━━━ RECORD EXTRACTS

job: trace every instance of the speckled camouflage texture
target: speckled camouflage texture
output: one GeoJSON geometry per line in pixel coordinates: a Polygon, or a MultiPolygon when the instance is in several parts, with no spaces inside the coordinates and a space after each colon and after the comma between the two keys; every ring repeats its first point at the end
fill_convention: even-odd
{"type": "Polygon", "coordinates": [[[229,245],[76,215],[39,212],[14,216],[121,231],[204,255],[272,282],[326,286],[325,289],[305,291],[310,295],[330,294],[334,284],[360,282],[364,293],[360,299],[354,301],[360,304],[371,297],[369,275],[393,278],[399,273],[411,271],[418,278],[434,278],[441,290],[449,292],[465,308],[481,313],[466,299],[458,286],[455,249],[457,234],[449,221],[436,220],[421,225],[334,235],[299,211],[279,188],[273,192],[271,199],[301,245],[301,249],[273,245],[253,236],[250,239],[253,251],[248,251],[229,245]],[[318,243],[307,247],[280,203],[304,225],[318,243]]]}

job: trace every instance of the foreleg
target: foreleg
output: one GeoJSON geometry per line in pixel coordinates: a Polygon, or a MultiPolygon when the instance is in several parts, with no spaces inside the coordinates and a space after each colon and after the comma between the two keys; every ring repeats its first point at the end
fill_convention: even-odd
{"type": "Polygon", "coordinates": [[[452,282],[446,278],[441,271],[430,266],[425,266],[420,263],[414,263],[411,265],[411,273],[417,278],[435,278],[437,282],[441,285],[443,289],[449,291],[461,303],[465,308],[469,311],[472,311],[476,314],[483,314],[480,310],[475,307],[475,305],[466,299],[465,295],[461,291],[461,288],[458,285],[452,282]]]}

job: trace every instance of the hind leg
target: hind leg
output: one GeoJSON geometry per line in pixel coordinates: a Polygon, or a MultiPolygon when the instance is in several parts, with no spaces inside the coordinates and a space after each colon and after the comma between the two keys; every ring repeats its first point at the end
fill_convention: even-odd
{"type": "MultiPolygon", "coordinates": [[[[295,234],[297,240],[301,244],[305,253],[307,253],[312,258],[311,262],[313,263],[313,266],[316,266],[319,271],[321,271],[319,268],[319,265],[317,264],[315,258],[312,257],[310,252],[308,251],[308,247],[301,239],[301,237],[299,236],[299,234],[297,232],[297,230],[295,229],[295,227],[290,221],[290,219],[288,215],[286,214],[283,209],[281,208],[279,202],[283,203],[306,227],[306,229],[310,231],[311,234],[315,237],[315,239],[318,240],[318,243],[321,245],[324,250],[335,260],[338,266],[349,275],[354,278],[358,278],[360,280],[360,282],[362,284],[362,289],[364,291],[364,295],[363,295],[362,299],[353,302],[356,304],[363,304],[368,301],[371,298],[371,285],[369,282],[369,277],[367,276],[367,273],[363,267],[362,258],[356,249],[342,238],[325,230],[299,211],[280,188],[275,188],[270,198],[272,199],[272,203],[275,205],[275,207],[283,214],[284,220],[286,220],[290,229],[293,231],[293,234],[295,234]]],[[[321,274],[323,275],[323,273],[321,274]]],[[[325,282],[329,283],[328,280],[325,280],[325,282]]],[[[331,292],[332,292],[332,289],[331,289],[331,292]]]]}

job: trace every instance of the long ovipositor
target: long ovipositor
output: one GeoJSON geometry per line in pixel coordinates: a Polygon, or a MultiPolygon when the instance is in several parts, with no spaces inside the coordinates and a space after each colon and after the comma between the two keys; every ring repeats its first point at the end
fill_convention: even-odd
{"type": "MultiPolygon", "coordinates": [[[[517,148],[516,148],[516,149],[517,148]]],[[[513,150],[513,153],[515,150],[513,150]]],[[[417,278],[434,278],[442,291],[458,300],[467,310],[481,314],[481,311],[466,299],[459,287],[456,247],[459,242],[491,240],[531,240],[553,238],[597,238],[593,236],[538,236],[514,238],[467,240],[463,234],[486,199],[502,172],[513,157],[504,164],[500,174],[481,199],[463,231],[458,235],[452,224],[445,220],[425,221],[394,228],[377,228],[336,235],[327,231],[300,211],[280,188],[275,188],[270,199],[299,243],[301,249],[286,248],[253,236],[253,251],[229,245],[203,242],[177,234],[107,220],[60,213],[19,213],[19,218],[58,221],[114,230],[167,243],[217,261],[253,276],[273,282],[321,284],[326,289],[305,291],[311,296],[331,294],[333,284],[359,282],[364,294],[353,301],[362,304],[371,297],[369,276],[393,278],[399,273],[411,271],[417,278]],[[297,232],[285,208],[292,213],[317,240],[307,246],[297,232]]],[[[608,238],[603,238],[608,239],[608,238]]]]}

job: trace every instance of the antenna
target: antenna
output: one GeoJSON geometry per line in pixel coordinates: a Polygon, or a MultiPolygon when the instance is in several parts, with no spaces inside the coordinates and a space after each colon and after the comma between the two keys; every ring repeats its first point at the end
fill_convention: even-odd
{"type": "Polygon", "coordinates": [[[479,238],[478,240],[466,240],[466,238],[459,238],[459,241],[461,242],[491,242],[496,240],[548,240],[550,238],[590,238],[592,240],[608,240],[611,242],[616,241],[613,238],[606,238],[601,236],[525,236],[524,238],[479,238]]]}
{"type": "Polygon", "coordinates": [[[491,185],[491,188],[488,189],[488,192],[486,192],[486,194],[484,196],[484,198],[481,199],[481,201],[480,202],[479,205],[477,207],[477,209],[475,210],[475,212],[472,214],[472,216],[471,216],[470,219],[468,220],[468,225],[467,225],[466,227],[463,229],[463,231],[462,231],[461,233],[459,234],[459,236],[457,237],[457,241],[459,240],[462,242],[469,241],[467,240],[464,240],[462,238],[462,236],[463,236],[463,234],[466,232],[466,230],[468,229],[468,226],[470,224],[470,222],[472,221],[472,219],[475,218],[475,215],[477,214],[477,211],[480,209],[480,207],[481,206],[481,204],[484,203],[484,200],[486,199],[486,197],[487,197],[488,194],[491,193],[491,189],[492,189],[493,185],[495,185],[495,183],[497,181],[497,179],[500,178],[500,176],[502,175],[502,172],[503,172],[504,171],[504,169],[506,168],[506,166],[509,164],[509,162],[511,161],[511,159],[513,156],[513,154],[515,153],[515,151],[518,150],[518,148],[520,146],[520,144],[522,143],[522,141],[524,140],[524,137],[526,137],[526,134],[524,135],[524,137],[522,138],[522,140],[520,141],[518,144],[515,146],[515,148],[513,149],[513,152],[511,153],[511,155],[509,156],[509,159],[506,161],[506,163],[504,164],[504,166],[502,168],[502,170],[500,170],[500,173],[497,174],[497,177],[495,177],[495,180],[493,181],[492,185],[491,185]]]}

━━━━━━

__WHAT YOU HAVE TO DO__:
Please give every line of the records above as a JSON list of strings, one string per line, leaving out blank lines.

__COMPLETE RESPONSE__:
[
  "job: trace every instance of the speckled camouflage texture",
  "target: speckled camouflage texture",
  "output: one GeoJSON geometry per line in pixel coordinates: a Polygon, or a MultiPolygon when the instance is in several parts, with no spaces inside the coordinates and a space after each colon and after the comma between the two keys; every ring repeats its first point at the end",
  "fill_convention: even-odd",
  "{\"type\": \"Polygon\", \"coordinates\": [[[229,245],[76,215],[39,212],[14,216],[121,231],[204,255],[272,282],[326,286],[325,289],[305,291],[310,295],[330,294],[334,284],[360,282],[364,293],[360,299],[354,301],[360,304],[371,297],[369,275],[393,278],[399,273],[411,271],[418,278],[434,278],[441,290],[449,292],[465,308],[481,313],[466,299],[458,286],[455,249],[457,234],[449,221],[436,220],[421,225],[334,235],[299,211],[279,188],[273,192],[271,199],[301,245],[301,249],[273,245],[253,236],[250,239],[253,251],[248,251],[229,245]],[[318,243],[307,247],[280,203],[304,225],[318,243]]]}",
  "job: trace every instance of the foreleg",
  "target: foreleg",
  "output: one GeoJSON geometry per line in pixel coordinates: a Polygon, or a MultiPolygon when the instance is in several parts, with no spaces inside the coordinates and a space after each colon and after the comma between the two keys; every ring repeats its first point at the end",
  "fill_convention: even-odd",
  "{\"type\": \"Polygon\", \"coordinates\": [[[452,282],[446,278],[441,271],[430,266],[425,266],[420,263],[414,263],[411,265],[411,273],[417,278],[435,278],[437,282],[441,285],[443,289],[449,291],[461,303],[465,308],[469,311],[472,311],[476,314],[483,314],[480,310],[475,307],[475,305],[466,299],[465,295],[461,291],[461,288],[458,285],[452,282]]]}",
  "job: trace every instance of the hind leg",
  "target: hind leg",
  "output: one GeoJSON geometry per line in pixel coordinates: a Polygon, or a MultiPolygon when the instance is in several parts, with no spaces inside the coordinates and a space after each colon and after the comma between the two keys; every ring repeats its first point at the end",
  "fill_convention: even-odd",
  "{\"type\": \"MultiPolygon\", \"coordinates\": [[[[295,234],[297,240],[301,244],[305,253],[307,253],[312,258],[311,262],[313,263],[313,266],[316,266],[319,271],[321,271],[319,268],[319,265],[317,264],[315,258],[312,257],[310,252],[308,251],[308,247],[301,239],[301,237],[299,236],[299,234],[297,232],[297,230],[295,229],[295,227],[290,221],[290,219],[288,215],[286,214],[283,209],[281,208],[279,202],[283,203],[306,227],[306,229],[310,231],[311,234],[315,237],[315,239],[318,240],[318,243],[321,245],[324,250],[335,260],[338,266],[349,275],[354,278],[358,278],[360,280],[360,282],[362,284],[362,289],[364,291],[364,295],[363,295],[362,299],[353,302],[356,304],[363,304],[368,301],[371,298],[371,285],[369,282],[369,277],[367,276],[367,273],[363,267],[362,258],[356,249],[342,238],[325,230],[299,211],[280,188],[275,188],[270,198],[272,199],[272,203],[275,205],[275,207],[283,214],[284,220],[286,220],[290,229],[293,231],[293,234],[295,234]]],[[[321,274],[323,275],[323,273],[321,274]]],[[[325,282],[329,283],[328,280],[325,280],[325,282]]],[[[331,292],[332,292],[332,289],[331,289],[331,292]]]]}",
  "job: trace every instance of the long ovipositor",
  "target: long ovipositor",
  "output: one GeoJSON geometry per line in pixel coordinates: a Polygon, or a MultiPolygon when the instance is in several parts, with no spaces inside the coordinates and a space after each colon and after the comma between the two keys; every ring repeats its first point at the end",
  "fill_convention: even-odd",
  "{\"type\": \"MultiPolygon\", \"coordinates\": [[[[517,148],[516,148],[516,149],[517,148]]],[[[513,150],[513,153],[515,150],[513,150]]],[[[417,278],[434,278],[442,291],[458,300],[467,310],[481,314],[481,311],[466,299],[459,287],[456,247],[459,242],[491,240],[531,240],[553,238],[597,238],[593,236],[538,236],[514,238],[467,240],[463,234],[486,199],[502,172],[513,157],[504,164],[500,174],[481,199],[463,231],[458,235],[452,224],[445,220],[425,221],[394,228],[377,228],[336,235],[327,231],[300,211],[280,188],[275,188],[270,199],[299,243],[301,249],[286,248],[253,236],[253,251],[229,245],[203,242],[177,234],[107,220],[60,213],[19,213],[19,218],[58,221],[114,230],[167,243],[217,261],[253,276],[273,282],[321,284],[326,289],[305,291],[311,296],[331,294],[333,284],[359,282],[364,294],[353,301],[362,304],[371,297],[369,276],[393,278],[399,273],[411,271],[417,278]],[[297,232],[285,208],[292,213],[317,240],[307,246],[297,232]]],[[[608,238],[603,238],[608,239],[608,238]]]]}",
  "job: trace every instance of the antenna",
  "target: antenna",
  "output: one GeoJSON geometry per line in pixel coordinates: a Polygon, or a MultiPolygon when the instance is in several parts, with no spaces inside the coordinates and a space after each colon and after the comma between the two keys; every ring repeats its first point at the end",
  "fill_convention: even-odd",
  "{\"type\": \"Polygon\", \"coordinates\": [[[479,238],[478,240],[466,240],[466,238],[459,238],[459,241],[461,242],[491,242],[496,240],[548,240],[550,238],[590,238],[592,240],[608,240],[611,242],[616,241],[613,238],[606,238],[601,236],[525,236],[524,238],[479,238]]]}",
  "{\"type\": \"Polygon\", \"coordinates\": [[[491,185],[491,188],[488,189],[488,192],[486,192],[486,194],[484,196],[484,198],[481,199],[481,201],[480,202],[479,205],[477,207],[477,209],[475,210],[475,212],[472,214],[472,216],[471,216],[470,219],[468,220],[468,225],[467,225],[466,227],[463,229],[463,231],[462,231],[461,233],[459,234],[459,236],[457,237],[457,241],[459,240],[462,242],[469,241],[467,240],[464,240],[462,238],[462,236],[463,236],[463,234],[466,232],[466,230],[468,229],[468,226],[470,224],[470,222],[472,221],[472,219],[475,218],[475,215],[477,214],[477,211],[480,209],[480,207],[481,206],[481,204],[484,203],[484,200],[486,199],[486,197],[487,197],[488,194],[491,193],[491,189],[492,189],[493,185],[495,185],[495,183],[497,181],[497,179],[500,178],[500,176],[502,175],[502,172],[503,172],[504,171],[504,169],[506,168],[506,166],[509,164],[509,162],[511,161],[511,159],[513,156],[513,154],[515,153],[515,151],[518,150],[518,148],[520,146],[520,144],[522,143],[522,141],[524,140],[524,137],[526,137],[526,134],[524,135],[524,137],[522,138],[522,140],[520,141],[518,144],[515,146],[515,148],[513,149],[513,152],[511,153],[511,155],[509,156],[509,159],[506,161],[506,163],[504,164],[504,166],[502,168],[502,170],[500,170],[500,173],[497,174],[497,177],[495,177],[495,180],[493,181],[492,185],[491,185]]]}"
]